- Labeling and segmentation records:
■ ■ ■ ■ ■ ■ ■
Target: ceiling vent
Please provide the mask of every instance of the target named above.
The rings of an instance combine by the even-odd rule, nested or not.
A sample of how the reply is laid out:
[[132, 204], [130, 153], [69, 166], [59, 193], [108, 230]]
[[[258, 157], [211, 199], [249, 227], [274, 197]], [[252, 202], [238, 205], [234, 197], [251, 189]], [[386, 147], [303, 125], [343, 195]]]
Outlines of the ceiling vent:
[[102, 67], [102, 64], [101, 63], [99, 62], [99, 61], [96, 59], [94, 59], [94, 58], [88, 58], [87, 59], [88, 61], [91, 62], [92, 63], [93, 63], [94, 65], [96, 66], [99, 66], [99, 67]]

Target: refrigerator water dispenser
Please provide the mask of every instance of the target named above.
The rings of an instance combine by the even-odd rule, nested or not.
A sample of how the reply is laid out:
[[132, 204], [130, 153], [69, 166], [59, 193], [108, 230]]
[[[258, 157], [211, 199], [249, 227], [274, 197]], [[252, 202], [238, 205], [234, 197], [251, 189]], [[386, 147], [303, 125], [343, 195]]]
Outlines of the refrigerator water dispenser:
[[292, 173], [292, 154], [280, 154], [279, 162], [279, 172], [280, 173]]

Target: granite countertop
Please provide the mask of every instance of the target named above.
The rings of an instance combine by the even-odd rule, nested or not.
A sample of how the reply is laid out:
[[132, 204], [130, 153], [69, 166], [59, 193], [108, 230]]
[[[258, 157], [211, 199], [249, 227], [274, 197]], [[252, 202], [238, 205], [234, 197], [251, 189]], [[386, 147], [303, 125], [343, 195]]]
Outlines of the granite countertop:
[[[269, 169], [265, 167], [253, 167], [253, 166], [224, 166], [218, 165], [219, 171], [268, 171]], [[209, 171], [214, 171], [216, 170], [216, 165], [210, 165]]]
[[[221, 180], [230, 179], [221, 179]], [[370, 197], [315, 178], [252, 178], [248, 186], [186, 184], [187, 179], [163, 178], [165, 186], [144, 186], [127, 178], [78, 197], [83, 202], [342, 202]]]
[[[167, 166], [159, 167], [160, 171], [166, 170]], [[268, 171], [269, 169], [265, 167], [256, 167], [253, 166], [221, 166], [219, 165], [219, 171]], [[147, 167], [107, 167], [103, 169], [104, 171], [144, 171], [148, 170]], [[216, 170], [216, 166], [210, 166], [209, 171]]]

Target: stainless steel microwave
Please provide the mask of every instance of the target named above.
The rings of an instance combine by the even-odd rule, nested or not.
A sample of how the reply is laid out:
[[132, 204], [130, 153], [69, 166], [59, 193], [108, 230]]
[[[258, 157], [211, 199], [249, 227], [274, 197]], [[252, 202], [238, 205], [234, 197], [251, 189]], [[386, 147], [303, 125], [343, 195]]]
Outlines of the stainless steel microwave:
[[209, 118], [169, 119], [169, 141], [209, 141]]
■ ■ ■ ■ ■ ■ ■
Starting at the first line of the items and stopping after the line that contains "172], [280, 173]]", copy every line again, requests included. Multiply each coordinate in the outline answers by 2.15 and round to whole numbers with halves rounded up, leaving the requests and their layout samples unchanged.

- Full answer:
Target: ceiling vent
Please provide the mask of every instance of the target named above.
The rings of an instance combine by the even-odd rule, nested or not.
A sample of how the reply is laid out:
[[132, 204], [130, 153], [69, 166], [59, 193], [108, 230]]
[[[258, 157], [211, 199], [249, 227], [274, 197]], [[252, 202], [238, 205], [234, 197], [251, 189]], [[386, 147], [303, 125], [343, 195]]]
Outlines of the ceiling vent:
[[219, 144], [219, 138], [217, 135], [213, 133], [213, 131], [206, 127], [202, 127], [202, 125], [189, 125], [187, 127], [189, 131], [196, 133], [198, 135], [200, 135], [202, 140], [206, 142], [213, 142], [213, 144]]

Target: refrigerator water dispenser
Please provide the mask of every instance of the target named above.
The rings of an instance combine by the even-odd rule, nested or not.
A sample of how the reply is laid out:
[[132, 204], [130, 153], [69, 166], [59, 193], [108, 230]]
[[[258, 157], [211, 199], [249, 227], [274, 197]], [[252, 202], [238, 205], [234, 197], [251, 189]], [[386, 147], [303, 125], [343, 195]]]
Outlines of the refrigerator water dispenser:
[[628, 372], [628, 331], [602, 331], [600, 348], [600, 370], [602, 372]]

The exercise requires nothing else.